Explore the material |
1. Copy out the stretch of the article on obedience to authority from "Instead of Yale" through "question or debate.".
2. Pick up the article on obedience to authority after its final sentence and keep writing it.

Extracted text |
=== Begin Enclosure ===

In the baseline study described above, the researcher wore a lab coat, representing what today’s Premiers like to refer to as an “expert”, and “the best medical advice”. In one variation the researcher was called away to take a phone call right at the beginning, and replaced with someone not wearing a lab coat. The obedience level dropped from 65% to just 20%.

In another variation the experiment was conducted in some run down offices rather than the impressive Yale University, and obedience dropped to just 47.5%, another indicator that the perceived status of the authority figure helps many people abdicate personal responsibility, critical thinking faculties and autonomy.

What’s very interesting is the varied condition of letting the subject, the teacher, instruct someone else to press the switches. Their obedience to the maximum voltage of 450 volts then increased to a whopping 92.5%!

Conversely, when the learner was brought into the same room as the teacher and the teacher had to personally force the learner’s hand down onto a charged metal plate, obedience more than halved. Seeing the consequences of their actions firsthand made people less likely to obey the experts with authority.

The support condition may be the most encouraging. If the subject had two other teachers present, also played by actors, and the first refused to obey the researcher at 150 volts, and the second refused to go past 210 volts, the rate of obedience fell to a mere 10%.

Although some have subsequently questioned the integrity of Milgram’s reporting, this experiment has been subsequently conducted in a variety of industrialised Western cultures, and the findings have been replicated with most leading to the same conclusions as Milgram’s original study.

You’ll be glad to know, Milgram did fully debrief the participants afterwards and showed them the learner was fine. He also interviewed them a year later and concluded most were still happy to have been involved, though many had been visibly distressed during it.

The Politicians’ Mind Games

The first thing the politicians do to manipulate voters out of the autonomous state and into the agentic state, is wheel out an expert they claim is the authority we must obey without choice. Instead of a lab coat, they give them an impressive title like Chief Health Officer.

Instead of Yale University, they give them official government-branded backdrops and a sign-language translator like they generally do when there’s a natural disaster.

The politicians tell us the experts will flip the switches for how much our neighbours will suffer, but we have no choice other than to support their arbitrary & inconsistent instructions without question or debate.

We are kept completely in the dark as to what the enormous human costs of lockdown are, with Big Tech and Big Media coordinating to censor all criticism of and dissent from authoritarianism. We must never acknowledge the excellent reasons why liberal democracies have never granted governments such extraordinary control over every citizen’s movements, associations, worship and employment.

We must never look closely at the enormous suffering coincidental to the vaccine roll-out, we must only keep doing as we are told by the experts and authorities.

And most of all, any non-compliance with public health directions must be ruthlessly extinguished by heavily armed riot police and threats of enormous fines or jail time lest people find support and others are encouraged to question the experts and authorities.

=== End Enclosure ===

Referring expression pointing data:
=== Begin Enclosure ===

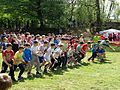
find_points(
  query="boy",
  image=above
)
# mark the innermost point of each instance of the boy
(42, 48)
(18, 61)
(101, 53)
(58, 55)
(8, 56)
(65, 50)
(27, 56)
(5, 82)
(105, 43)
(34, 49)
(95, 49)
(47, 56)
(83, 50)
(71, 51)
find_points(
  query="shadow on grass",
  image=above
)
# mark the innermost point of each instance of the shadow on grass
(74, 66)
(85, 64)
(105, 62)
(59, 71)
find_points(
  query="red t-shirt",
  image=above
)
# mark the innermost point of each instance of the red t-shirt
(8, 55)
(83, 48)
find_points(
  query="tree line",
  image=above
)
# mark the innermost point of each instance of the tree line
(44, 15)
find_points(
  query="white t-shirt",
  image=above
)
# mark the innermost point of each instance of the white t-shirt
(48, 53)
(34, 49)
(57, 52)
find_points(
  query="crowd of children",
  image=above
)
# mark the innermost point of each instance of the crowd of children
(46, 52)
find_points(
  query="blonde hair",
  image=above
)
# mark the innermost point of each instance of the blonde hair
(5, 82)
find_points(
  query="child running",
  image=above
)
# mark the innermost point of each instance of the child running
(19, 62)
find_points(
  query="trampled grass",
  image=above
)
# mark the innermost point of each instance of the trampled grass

=== End Enclosure ===

Expected responses |
1.
Instead of Yale University, they give them official government-branded backdrops and a sign-language translator like they generally do when there’s a natural disaster.

The politicians tell us the experts will flip the switches for how much our neighbours will suffer, but we have no choice other than to support their arbitrary & inconsistent instructions without question or debate.

2.
But this is not a benign experiment with fake suffering caused by excesses and abuse of government authority. This is frighteningly real.

Conclusion

There of course was no acceptable excuse for Nazi war criminals.

Equally so, routinely denying fundamental human rights resulting in tremendous personal, social, financial, psychological, health and other costs borne by entire nations since very early last year is inexcusable.

The interview and article I did with Canadian Professor Doug Allen detailed why he calls lockdown the greatest peacetime policy failure in modern history after his scholarly study of over 80 academic papers and data sites on the topic. Not only is it a despicable violation of God-given freedoms, by September the evidence showed to absolute certainty lockdown has virtually no real benefits.

That governments persist in the tyrannical policy can be fairly suspected of the desire to avoid admitting they made a terrible mistake.

The lesson we can take from these insights is irrational obedience to authority is a normal human behaviour, even when we know to obey is harmful to others. This is especially true when the suffering is unseen, distant, not done directly by us, and endorsed by experts.

The caution for us is to learn to develop a healthy scepticism of so-called experts insisting we just trust them, just trust the science, just do as we’re told because they’ll take full responsibility.

It is far healthier for a society to generally prefer small and limited government, free and open debate, and to nurture a deep reluctance to surrender autonomy or delegate personal responsibility to others.

For those lockdown apologists who, decades from now, will insist as their defence when accused of being accomplices in the trampling of human rights and all its ensuing suffering that they were just following orders, there will of course be no excuse.

Please share this article so that others can discover The BFD.

Dave Pellowe is a Christian conservative writer & commentator, editor of The Good Sauce, and convener of the annual Church And State Summit. He believes in natural law & freedoms, objective Truth...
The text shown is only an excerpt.